A. Freeman Fite IV of The Fite Law Firm, LLC, Anniston, for appellee.

PER CURIAM.

Timothy Michalak ("the father") appeals from a judgment entered by the Calhoun Circuit Court ("the trial court") in favor of Jessica Peterson ("the mother"), denying his petition for a modification of custody and modifying his visitation schedule. We affirm the judgment.

The parties’ child was born in June 2016, apparently when the father resided in the State of Washington and the mother resided in California. Eventually, the mother and the child moved to Oxford, Alabama; the father remained in Washington. At some point, a child-support order was entered in a Washington jurisdiction, presumably by a Washington court, based on a petition filed by the Washington Department of Social and Health Services. The Washington child-support order required the father to pay $817 per month to the mother as child support. Also, at some point, the mother commenced a custody proceeding in the trial court. Pursuant to a judgment entered by the trial court in February 2019 ("the February 2019 judgment") the parties were awarded joint legal custody of the child, and the mother was given primary decision-making authority. The February 2019 judgment also awarded the mother "sole physical custody" of the child and awarded the father visitation (referred to in the judgment as "secondary placement privileges") "at all reasonable times and under reasonable cir- cumstances agreed to in advance" by the parties, provided, however, that the father was to have minimum visitation of an identified weekend or extended weekend in most months; approximately nine days for each spring and fall break of the child’s school (subject to some adjustment to accommodate the mother’s custody during Thanksgiving of even-numbered years); for four days for Thanksgiving in odd-numbered years; for all but three weeks of the summer break of the child’s school; and from December 26th each year until the resumption of the child’s school. The father also had a right to visit with the child any weekend that the father was in Alabama, provided that he gave the mother 10 days’ advance notice of his intent to exercise that right. The February 2019 judgment also stated that the provisions of the Washington child-support order "remain[ed] in full force and effect."1

In March 2021, the father filed in the trial court a petition for a modification of physical custody as to the parties’ child. The father alleged that he recently had purchased a home in Oxford and was relocating there. He requested that physical custody be changed to joint physical custody and that the child be in his care at least half of the time. The father also requested a reduction of his child-support obligation. The mother filed an answer denying the allegations in the father’s modification petition. The mother also filed a counterclaim requesting that the trial court hold the father in contempt because, according to her, he had failed to pay child support as required by the Washington child-support order.

■ Dataset content

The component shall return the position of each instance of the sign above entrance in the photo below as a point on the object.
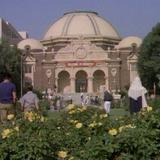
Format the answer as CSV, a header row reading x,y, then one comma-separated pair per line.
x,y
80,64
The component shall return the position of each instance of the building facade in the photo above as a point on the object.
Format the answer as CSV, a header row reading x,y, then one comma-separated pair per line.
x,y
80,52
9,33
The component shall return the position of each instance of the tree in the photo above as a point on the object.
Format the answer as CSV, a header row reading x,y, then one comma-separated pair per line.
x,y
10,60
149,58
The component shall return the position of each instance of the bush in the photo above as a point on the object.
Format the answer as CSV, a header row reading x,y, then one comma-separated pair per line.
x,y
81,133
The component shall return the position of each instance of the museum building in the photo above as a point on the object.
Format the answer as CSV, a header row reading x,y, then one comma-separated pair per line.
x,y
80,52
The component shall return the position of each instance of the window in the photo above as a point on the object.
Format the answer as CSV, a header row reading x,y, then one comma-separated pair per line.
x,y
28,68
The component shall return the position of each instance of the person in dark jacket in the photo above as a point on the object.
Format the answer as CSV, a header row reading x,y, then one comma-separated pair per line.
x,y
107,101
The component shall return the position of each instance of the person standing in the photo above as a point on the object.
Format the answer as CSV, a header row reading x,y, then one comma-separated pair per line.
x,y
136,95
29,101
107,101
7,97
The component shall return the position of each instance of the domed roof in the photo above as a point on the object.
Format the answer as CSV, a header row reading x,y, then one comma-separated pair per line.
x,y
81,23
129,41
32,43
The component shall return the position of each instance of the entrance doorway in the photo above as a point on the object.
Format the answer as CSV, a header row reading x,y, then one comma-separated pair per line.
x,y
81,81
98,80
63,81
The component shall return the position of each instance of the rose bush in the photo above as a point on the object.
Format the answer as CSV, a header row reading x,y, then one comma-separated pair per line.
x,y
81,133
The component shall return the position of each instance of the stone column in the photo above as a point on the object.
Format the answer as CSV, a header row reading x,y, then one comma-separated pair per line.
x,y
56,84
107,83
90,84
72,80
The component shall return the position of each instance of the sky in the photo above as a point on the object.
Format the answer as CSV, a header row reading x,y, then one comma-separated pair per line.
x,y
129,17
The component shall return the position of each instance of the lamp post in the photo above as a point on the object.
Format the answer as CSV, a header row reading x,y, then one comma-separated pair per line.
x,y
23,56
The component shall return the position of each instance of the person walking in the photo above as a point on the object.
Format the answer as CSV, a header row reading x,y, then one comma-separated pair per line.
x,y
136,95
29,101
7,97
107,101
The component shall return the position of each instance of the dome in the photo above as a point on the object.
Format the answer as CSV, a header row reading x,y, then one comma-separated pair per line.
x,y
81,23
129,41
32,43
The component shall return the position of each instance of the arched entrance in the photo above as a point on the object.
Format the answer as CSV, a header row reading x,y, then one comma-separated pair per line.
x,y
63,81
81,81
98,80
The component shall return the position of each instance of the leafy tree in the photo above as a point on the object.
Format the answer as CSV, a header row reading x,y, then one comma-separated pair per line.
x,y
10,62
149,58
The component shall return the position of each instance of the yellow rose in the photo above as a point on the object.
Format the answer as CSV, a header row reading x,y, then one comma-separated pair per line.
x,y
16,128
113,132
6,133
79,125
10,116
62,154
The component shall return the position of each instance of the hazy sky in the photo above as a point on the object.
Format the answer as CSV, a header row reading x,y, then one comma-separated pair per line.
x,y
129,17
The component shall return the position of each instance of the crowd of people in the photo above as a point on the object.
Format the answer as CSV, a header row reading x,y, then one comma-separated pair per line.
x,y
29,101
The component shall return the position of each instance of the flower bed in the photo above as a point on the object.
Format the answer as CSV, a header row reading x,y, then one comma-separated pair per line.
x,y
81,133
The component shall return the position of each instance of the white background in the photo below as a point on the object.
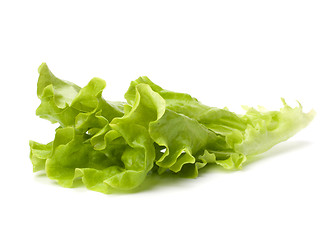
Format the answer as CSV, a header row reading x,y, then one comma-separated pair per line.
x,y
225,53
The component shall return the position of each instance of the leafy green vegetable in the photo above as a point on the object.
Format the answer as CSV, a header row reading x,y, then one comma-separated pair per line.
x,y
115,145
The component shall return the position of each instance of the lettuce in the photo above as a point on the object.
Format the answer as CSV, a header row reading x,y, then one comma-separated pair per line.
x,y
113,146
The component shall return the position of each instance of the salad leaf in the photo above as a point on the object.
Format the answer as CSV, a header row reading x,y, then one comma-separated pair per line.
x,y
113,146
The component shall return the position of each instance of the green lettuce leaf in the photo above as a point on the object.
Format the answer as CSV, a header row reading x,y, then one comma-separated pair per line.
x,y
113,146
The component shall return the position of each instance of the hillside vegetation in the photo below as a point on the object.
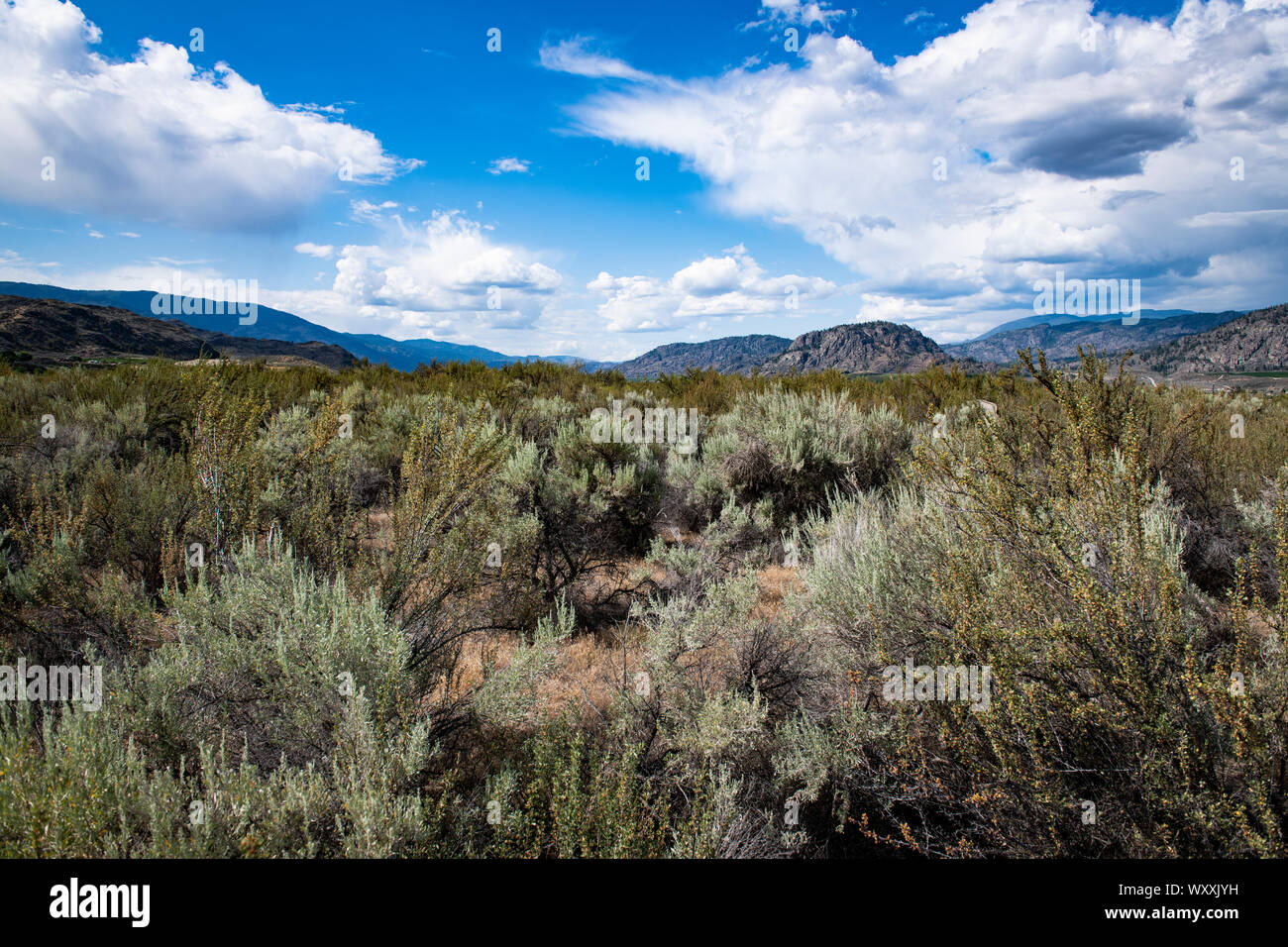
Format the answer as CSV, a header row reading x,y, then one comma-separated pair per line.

==

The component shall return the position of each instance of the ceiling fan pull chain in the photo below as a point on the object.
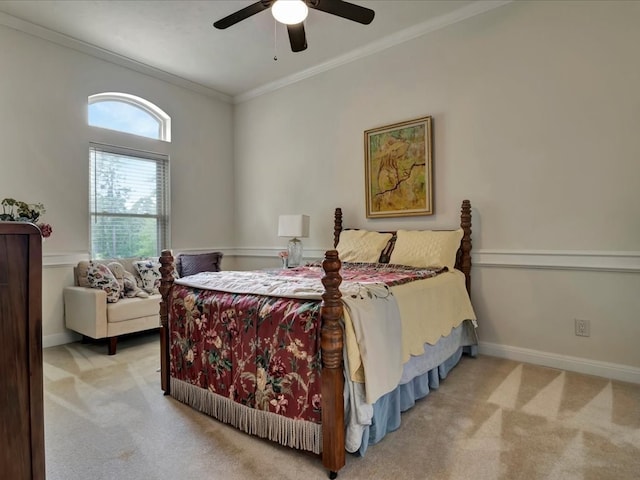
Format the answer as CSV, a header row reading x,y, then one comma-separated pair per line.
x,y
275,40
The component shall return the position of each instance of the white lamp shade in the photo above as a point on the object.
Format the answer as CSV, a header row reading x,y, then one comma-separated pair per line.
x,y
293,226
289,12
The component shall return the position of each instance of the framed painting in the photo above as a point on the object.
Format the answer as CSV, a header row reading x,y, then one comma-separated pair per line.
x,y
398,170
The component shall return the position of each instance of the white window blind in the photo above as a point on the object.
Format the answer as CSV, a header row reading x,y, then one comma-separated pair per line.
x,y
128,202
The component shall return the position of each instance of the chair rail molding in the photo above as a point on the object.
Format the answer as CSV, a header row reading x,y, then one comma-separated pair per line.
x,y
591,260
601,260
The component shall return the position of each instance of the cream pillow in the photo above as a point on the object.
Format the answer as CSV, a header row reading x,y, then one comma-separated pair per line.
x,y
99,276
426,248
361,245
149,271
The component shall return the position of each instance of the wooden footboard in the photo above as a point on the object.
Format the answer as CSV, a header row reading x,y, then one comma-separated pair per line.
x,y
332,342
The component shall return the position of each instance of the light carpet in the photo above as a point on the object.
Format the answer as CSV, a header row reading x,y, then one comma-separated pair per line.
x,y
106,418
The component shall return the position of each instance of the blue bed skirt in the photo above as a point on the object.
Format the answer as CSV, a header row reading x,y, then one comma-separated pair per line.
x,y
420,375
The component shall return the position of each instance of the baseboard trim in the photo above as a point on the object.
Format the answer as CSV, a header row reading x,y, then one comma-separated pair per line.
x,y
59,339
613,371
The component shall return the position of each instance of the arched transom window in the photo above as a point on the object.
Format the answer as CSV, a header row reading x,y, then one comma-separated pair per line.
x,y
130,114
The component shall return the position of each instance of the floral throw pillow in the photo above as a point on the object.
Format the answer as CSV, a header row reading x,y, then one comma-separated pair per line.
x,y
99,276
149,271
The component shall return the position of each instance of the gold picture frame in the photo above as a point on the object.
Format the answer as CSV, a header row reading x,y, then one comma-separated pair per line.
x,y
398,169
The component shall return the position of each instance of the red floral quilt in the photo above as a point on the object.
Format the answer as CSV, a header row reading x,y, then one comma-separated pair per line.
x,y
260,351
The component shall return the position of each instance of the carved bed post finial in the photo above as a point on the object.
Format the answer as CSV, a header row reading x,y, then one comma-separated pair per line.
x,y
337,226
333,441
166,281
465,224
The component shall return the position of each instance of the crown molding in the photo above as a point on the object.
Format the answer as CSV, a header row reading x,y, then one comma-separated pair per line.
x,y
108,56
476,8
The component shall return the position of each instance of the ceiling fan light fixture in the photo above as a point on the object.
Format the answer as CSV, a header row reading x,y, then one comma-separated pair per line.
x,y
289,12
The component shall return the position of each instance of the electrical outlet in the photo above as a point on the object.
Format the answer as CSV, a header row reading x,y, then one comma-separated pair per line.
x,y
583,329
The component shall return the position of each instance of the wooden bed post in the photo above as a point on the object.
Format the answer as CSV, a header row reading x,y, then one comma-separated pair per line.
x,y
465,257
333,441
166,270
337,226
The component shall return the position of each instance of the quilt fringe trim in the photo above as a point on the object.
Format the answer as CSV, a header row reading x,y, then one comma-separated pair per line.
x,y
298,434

---

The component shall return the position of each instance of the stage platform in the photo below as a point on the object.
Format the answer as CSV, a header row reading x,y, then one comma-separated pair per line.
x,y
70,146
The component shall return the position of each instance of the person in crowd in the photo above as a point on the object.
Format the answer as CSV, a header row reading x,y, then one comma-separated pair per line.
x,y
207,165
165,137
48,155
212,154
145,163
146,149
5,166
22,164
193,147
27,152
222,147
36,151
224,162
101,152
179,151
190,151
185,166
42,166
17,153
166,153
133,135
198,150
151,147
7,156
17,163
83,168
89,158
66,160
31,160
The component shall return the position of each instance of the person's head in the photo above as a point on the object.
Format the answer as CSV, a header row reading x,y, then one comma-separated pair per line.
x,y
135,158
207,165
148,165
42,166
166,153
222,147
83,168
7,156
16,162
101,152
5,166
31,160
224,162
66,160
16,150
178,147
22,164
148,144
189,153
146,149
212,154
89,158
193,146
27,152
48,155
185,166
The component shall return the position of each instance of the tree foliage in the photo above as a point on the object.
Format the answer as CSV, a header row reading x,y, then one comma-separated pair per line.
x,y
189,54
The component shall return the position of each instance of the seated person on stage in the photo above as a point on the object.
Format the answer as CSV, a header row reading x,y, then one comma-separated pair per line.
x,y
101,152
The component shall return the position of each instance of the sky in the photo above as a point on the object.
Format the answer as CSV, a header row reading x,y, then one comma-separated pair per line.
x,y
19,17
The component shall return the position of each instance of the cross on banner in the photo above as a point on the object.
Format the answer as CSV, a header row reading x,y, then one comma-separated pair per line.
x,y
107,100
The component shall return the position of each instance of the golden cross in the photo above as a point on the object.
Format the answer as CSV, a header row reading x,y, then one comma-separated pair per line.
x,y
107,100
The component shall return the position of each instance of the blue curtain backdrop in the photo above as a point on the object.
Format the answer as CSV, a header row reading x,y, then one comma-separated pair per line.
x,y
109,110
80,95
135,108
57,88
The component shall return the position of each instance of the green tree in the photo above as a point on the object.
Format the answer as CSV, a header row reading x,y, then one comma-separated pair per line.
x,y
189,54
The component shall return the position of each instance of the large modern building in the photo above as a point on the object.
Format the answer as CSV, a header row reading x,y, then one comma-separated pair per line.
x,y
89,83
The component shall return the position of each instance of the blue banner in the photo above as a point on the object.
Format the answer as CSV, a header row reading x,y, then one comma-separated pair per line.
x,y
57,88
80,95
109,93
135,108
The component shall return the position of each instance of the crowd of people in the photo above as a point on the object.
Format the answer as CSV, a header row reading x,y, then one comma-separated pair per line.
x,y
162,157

■ Exercise
Please state how much the Washington child-support order required the father to pay each month, according to the court opinion. This data was drawn from a different source than the court opinion.

■ Task solution
$817 per month to the mother.